Work required: Where in the data below does the word "orange" appear? Copy every line that has it.

+++ Dataset extract

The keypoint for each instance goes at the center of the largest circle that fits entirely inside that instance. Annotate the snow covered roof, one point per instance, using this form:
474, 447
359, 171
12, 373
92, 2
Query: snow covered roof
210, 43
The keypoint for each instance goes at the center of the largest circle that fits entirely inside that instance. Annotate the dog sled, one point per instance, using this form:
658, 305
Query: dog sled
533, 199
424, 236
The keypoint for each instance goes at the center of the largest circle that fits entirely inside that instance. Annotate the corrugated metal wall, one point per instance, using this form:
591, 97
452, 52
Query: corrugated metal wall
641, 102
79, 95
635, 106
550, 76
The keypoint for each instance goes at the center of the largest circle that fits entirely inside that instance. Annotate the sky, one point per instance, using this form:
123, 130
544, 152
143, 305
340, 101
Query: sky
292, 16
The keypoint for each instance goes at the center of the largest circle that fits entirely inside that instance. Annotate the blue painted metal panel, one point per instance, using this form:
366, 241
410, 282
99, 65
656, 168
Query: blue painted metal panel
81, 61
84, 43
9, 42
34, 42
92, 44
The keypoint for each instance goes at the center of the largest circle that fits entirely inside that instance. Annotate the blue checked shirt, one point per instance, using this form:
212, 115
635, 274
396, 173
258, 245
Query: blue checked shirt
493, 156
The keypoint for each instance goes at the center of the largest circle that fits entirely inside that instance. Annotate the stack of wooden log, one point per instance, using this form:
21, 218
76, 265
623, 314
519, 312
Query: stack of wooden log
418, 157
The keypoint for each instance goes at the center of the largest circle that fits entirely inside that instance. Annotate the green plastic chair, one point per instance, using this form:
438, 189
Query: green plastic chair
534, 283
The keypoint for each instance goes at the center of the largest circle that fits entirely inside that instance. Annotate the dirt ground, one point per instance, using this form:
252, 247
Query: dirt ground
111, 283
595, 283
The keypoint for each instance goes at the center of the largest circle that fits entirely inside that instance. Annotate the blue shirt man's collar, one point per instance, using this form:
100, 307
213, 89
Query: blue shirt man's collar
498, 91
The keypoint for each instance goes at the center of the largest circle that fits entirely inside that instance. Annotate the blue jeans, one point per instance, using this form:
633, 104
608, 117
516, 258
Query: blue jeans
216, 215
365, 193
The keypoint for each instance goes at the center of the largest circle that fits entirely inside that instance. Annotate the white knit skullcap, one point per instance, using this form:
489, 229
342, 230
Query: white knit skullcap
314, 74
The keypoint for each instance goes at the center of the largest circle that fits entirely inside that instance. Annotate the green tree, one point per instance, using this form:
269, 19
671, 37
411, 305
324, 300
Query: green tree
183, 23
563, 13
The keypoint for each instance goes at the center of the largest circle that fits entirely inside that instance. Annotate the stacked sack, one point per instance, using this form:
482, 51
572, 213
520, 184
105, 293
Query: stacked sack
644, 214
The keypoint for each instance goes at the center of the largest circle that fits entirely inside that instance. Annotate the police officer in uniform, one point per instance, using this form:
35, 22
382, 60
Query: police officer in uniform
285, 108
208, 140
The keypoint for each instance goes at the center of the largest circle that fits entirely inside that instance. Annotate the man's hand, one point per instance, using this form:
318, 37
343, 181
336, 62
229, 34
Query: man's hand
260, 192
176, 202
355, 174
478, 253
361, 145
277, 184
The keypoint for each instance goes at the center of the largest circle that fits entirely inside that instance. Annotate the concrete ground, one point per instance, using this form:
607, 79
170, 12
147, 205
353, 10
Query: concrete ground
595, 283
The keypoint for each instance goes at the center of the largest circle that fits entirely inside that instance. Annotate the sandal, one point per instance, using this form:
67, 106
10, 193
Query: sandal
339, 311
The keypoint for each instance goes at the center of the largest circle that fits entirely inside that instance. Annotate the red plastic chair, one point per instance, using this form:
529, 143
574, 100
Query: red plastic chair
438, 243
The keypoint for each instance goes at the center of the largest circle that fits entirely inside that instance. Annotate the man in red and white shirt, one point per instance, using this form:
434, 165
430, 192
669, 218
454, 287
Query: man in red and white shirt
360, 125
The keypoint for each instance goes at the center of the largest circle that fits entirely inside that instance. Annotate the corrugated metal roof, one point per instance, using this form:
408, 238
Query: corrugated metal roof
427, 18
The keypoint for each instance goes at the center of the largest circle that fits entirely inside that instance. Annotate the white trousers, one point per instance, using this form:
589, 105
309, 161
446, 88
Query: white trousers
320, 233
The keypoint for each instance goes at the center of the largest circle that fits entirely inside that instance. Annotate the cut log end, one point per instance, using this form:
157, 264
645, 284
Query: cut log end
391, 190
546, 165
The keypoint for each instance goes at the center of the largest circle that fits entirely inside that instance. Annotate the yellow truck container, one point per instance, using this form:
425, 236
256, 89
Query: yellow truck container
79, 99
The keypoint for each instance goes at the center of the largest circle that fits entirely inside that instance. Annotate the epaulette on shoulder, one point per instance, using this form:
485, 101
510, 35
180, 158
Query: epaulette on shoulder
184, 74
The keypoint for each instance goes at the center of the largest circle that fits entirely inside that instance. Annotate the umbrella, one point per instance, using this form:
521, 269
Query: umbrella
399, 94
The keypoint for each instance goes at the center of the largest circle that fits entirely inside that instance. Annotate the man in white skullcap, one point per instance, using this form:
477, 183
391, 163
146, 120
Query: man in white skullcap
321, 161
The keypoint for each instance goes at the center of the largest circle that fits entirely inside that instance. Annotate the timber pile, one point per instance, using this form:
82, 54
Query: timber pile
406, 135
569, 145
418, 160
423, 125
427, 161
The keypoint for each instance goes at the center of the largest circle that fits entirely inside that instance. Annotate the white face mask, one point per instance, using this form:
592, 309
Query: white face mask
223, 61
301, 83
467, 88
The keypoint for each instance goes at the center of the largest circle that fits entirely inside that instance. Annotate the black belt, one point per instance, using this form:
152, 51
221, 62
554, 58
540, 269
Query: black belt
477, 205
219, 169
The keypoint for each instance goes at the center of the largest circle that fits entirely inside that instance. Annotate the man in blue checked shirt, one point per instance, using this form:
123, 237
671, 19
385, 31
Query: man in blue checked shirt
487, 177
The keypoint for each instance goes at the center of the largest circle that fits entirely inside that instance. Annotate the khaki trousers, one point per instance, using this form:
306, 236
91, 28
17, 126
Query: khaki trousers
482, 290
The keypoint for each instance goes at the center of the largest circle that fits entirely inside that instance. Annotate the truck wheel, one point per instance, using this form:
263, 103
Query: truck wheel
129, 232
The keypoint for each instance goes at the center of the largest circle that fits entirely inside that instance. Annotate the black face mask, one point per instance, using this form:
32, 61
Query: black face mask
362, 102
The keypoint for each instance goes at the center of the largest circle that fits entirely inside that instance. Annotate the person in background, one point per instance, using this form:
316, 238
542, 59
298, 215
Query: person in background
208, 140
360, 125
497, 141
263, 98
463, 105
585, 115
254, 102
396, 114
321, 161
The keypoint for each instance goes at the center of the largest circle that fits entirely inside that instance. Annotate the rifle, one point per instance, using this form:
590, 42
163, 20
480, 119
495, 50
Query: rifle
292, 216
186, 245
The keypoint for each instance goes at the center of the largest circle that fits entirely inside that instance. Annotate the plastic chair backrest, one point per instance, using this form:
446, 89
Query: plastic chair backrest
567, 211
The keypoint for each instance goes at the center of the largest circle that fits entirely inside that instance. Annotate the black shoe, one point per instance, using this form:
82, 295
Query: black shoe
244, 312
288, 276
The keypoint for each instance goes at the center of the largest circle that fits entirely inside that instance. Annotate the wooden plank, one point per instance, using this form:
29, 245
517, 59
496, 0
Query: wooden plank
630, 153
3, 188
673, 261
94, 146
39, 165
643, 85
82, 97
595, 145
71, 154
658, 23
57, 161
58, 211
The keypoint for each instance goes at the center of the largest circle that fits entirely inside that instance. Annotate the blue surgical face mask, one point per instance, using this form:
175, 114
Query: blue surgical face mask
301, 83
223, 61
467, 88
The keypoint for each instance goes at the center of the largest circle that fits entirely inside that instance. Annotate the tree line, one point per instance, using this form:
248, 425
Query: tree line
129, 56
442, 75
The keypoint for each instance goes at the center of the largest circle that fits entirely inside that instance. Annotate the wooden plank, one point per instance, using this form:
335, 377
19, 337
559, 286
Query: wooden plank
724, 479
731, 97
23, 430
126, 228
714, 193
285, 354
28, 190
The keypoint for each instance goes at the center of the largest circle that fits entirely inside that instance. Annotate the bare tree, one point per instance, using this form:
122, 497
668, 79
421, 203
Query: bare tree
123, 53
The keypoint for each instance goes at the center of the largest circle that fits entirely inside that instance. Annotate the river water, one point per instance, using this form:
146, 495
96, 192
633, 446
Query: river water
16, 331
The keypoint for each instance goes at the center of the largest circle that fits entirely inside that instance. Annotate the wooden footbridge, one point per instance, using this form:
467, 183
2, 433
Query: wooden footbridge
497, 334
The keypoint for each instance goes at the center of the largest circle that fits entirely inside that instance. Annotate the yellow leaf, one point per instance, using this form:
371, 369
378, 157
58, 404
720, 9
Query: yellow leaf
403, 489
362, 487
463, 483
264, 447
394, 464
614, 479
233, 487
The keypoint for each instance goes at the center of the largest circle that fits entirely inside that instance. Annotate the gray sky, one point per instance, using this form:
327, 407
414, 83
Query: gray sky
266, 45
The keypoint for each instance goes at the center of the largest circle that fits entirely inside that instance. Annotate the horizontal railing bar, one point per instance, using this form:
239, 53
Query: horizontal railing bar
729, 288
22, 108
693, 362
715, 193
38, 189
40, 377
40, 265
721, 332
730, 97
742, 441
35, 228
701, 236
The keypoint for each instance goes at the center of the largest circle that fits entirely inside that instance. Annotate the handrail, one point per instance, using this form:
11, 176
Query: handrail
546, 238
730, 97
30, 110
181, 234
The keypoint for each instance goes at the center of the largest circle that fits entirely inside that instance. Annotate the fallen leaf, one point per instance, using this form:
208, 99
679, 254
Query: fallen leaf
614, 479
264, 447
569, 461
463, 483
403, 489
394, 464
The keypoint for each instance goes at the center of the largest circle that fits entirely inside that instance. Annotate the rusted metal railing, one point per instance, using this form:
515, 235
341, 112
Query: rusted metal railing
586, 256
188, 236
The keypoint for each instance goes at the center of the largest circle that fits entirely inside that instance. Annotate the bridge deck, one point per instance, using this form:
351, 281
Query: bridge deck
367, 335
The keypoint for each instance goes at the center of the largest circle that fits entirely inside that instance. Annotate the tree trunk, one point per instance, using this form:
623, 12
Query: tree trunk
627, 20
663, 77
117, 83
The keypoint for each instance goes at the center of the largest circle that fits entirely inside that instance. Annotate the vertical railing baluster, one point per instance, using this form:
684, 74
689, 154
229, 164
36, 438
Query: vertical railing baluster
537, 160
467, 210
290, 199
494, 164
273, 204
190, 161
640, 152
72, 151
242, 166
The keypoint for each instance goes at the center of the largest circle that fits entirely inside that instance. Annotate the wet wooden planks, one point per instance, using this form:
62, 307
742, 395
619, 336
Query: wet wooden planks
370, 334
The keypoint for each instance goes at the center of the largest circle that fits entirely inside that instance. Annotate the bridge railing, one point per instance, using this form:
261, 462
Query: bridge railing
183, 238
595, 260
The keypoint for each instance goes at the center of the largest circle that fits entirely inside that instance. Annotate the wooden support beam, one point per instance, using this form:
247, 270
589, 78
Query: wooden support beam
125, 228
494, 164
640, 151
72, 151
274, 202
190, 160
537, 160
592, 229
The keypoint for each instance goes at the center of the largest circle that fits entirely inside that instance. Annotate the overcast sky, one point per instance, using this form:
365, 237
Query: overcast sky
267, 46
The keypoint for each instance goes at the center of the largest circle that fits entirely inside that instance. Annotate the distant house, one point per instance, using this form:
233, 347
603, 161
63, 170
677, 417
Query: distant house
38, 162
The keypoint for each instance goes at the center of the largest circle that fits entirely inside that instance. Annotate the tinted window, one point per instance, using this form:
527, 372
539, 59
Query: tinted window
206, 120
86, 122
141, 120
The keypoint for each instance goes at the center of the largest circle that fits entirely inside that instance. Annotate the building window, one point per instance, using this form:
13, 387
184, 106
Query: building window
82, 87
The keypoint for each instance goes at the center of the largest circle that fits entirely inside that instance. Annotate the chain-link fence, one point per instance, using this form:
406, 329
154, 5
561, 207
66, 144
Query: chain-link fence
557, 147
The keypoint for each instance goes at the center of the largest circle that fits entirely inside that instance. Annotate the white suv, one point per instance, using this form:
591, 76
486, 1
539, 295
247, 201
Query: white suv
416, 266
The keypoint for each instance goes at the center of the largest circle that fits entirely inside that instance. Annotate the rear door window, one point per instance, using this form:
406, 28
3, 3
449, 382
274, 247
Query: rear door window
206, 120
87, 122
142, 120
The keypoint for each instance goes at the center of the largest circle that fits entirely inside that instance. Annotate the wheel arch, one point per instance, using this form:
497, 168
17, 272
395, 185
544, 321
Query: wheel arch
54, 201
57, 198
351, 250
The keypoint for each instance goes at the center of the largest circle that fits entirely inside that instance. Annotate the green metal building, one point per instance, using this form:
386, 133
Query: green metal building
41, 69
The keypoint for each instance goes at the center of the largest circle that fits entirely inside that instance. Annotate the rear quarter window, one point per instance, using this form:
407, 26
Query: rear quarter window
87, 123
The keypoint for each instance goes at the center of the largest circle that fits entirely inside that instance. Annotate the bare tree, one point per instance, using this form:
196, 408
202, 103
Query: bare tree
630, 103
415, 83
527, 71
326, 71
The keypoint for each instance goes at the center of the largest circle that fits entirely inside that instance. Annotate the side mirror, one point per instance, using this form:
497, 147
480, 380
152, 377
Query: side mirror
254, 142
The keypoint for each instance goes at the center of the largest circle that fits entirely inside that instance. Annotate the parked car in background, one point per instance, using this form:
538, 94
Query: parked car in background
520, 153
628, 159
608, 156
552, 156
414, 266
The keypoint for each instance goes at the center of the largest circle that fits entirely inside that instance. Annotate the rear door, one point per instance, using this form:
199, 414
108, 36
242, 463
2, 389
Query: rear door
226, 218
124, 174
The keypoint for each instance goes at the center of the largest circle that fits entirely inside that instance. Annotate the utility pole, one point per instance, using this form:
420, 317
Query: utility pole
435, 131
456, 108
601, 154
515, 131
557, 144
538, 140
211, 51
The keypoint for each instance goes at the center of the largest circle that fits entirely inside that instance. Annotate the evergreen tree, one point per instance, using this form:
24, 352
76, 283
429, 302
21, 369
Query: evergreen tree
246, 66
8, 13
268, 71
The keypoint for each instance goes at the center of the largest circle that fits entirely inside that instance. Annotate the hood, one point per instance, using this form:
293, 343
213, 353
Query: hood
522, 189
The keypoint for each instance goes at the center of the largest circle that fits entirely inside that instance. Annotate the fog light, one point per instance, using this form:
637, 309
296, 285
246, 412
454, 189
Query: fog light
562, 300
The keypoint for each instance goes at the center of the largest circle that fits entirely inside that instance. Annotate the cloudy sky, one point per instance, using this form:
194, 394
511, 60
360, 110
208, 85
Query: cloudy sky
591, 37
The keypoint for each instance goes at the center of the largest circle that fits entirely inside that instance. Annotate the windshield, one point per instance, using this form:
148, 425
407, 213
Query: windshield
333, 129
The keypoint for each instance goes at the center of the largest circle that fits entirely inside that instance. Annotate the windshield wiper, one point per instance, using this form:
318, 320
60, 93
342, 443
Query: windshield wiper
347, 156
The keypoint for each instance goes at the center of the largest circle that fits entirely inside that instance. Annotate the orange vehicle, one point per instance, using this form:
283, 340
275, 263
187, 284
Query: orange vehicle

++++++

Response below:
The keypoint for each instance goes at the center of the largest circle that fits entirely inside that instance. Annotate the orange vehicle, one point per instance, using this form:
Query: orange vehicle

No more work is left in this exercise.